TASKS FOR THIS EXERCISE.
[1] Name every class that the monotonic reads code below defines.
[2] State whether each statement agrees with the monotonic reads code below, and support each yes or no with the deciding words of the code: (a) the read method tries the replicas in shuffled order; (b) when a replica returns a version lower than the required minimum, the client still returns that replica's value; (c) the write method sends each write to a randomly chosen replica.
[3] Carry on the monotonic reads code from its final line.

SELECTED EXTRACT.
4.2 Implementing Monotonic Reads

# Monotonic Reads Implementation

@dataclass
class VersionedValue:
    """Value with version for comparison."""
    value: Any
    version: int  # Logical clock or timestamp


class MonotonicReadsClient:
    """
    Client that guarantees monotonic reads.
    
    Once you read version N, you never read version < N.
    """
    
    def __init__(self, replicas: list, session_id: str):
        self.replicas = replicas
        self.session_id = session_id
        # Track minimum version seen per key
        self.min_versions: dict[str, int] = {}
    
    async def read(self, key: str) -> Any:
        """Read with monotonic guarantee."""
        min_version = self.min_versions.get(key, 0)
        
        # Try replicas until we find one with sufficient version
        for replica in self._shuffled_replicas():
            try:
                result = await replica.read_versioned(key)
                
                if result.version >= min_version:
                    # Update our minimum version
                    self.min_versions[key] = result.version
                    return result.value
                else:
                    # This replica is stale, try another
                    continue
                    
            except Exception:
                continue
        
        # All replicas are stale or unavailable
        raise Exception(f"No replica has version >= {min_version}")
    
    def _shuffled_replicas(self):
        """Shuffle replicas for load balancing."""
        import random
        replicas = self.replicas.copy()
        random.shuffle(replicas)
        return replicas


# Combined: Read-Your-Writes + Monotonic Reads
class SessionConsistencyClient:
    """
    Combines read-your-writes and monotonic reads.
    
    This is what most users expect from a "consistent" system.
    """
    
    def __init__(self, replicas: list, session_id: str):
        self.replicas = replicas
        self.session_id = session_id
        
        # Track writes and read versions
        self.write_versions: dict[str, int] = {}
        self.read_versions: dict[str, int] = {}
    
    async def write(self, key: str, value: Any) -> int:
        """Write and track version."""
        primary = self.replicas[0]
        version = await primary.write(key, value)

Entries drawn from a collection
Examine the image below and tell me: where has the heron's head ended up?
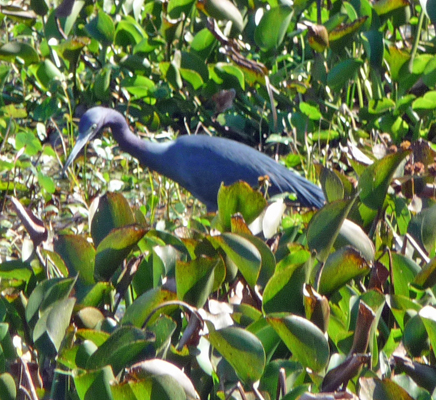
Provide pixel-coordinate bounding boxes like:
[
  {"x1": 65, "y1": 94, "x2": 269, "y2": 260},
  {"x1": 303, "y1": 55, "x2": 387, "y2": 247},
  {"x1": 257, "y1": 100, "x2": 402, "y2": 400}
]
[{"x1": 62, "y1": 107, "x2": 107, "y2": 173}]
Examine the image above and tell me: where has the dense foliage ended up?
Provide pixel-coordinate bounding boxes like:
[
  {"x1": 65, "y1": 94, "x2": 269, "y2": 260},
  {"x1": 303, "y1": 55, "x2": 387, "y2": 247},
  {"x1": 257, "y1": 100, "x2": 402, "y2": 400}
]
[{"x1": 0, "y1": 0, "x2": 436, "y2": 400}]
==
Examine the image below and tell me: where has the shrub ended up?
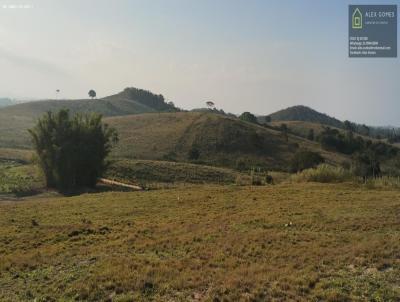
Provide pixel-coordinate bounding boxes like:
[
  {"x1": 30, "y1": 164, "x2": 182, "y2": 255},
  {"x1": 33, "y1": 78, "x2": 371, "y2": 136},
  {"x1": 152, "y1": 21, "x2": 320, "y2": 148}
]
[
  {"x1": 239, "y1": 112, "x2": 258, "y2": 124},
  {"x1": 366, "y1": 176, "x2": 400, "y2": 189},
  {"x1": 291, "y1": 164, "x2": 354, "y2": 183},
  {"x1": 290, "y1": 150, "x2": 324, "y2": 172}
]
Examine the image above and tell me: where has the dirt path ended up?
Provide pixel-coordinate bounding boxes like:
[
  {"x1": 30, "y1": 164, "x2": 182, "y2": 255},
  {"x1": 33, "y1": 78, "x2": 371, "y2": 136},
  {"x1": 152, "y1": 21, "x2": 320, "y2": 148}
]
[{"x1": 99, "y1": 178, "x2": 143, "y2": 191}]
...
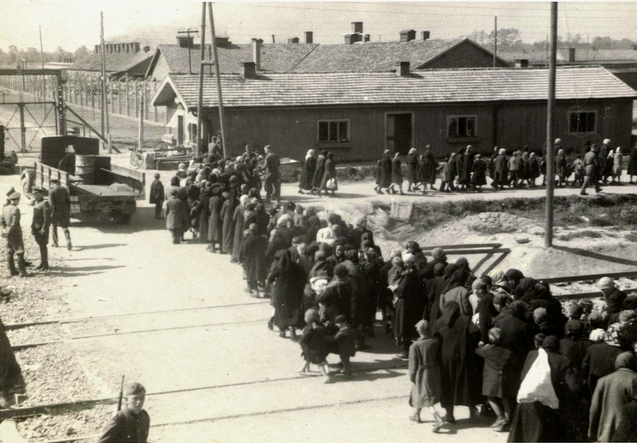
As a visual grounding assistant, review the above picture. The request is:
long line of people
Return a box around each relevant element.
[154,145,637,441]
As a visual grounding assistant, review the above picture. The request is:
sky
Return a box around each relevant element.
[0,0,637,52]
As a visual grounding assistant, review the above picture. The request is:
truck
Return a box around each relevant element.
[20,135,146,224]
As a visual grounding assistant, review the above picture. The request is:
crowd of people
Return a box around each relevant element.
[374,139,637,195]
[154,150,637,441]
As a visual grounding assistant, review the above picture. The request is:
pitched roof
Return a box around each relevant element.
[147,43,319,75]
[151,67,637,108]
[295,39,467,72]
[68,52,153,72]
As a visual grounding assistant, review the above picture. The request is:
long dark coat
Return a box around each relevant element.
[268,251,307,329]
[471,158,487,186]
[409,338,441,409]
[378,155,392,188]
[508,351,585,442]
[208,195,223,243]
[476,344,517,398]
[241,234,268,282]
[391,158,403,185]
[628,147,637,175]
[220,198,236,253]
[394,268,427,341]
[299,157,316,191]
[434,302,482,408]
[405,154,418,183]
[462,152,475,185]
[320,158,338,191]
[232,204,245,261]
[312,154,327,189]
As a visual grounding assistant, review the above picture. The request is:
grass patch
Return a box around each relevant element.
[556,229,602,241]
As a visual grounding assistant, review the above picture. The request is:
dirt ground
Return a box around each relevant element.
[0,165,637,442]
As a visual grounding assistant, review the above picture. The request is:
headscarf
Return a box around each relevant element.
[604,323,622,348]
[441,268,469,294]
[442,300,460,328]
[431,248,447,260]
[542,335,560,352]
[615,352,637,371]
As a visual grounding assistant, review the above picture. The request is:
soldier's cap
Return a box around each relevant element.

EXPECTED RESPONSES.
[1] VersionedValue, MonotonicReadsClient, SessionConsistencyClient

[2]
(a) Yes: "for replica in self._shuffled_replicas():"
(b) No: "# This replica is stale, try another"
(c) No: "primary = self.replicas[0]"

[3]
        self.write_versions[key] = version
        self.read_versions[key] = max(
            self.read_versions.get(key, 0),
            version
        )
        
        return version
    
    async def read(self, key: str) -> Any:
        """Read with session consistency."""
        # Minimum version is max of:
        # - Our last write version
        # - Our last read version
        min_version = max(
            self.write_versions.get(key, 0),
            self.read_versions.get(key, 0)
        )
        
        for replica in self.replicas:
            result = await replica.read_versioned(key)
            if result.version >= min_version:
                self.read_versions[key] = result.version
                return result.value
        
        raise Exception("Consistency requirement not satisfiable")

4.3 Implementing Causal Consistency

# Causal Consistency with Vector Clocks

from dataclasses import dataclass, field
from typing import Dict, Any, Optional


@dataclass
class VectorClock:
    """
    Vector clock for tracking causal dependencies.
    
    Each node maintains a counter. The vector clock
    is the collection of all node counters.
    """
    clocks: Dict[str, int] = field(default_factory=dict)
    
    def increment(self, node_id: str):
        """Increment this node's clock (on local event)."""
        self.clocks[node_id] = self.clocks.get(node_id, 0) + 1
    
    def merge(self, other: 'VectorClock'):
        """Merge with another vector clock (on receive)."""
        for node_id, count in other.clocks.items():
            self.clocks[node_id] = max(
                self.clocks.get(node_id, 0),
                count
            )
    
    def happens_before(self, other: 'VectorClock') -> bool:
        """Check if self happened before other."""
        # self < other if:
        # - All of self's clocks are <= other's
        # - At least one is strictly <
        all_leq = all(
            self.clocks.get(node, 0) <= other.clocks.get(node, 0)
            for node in set(self.clocks) | set(other.clocks)
        )
        some_lt = any(
            self.clocks.get(node, 0) < other.clocks.get(node, 0)
            for node in set(self.clocks) | set(other.clocks)
        )
        return all_leq and some_lt
    
    def concurrent_with(self, other: 'VectorClock') -> bool:
        """Check if self and other are concurrent."""
        return not self.happens_before(other) and not other.happens_before(self)
    
    def copy(self) -> 'VectorClock':
        return VectorClock(clocks=self.clocks.copy())


@dataclass
class CausalMessage:
    """Message with causal metadata."""
    key: str
    value: Any
    vector_clock: VectorClock
    dependencies: list  # List of message IDs this depends on


class CausalConsistencyNode:
    """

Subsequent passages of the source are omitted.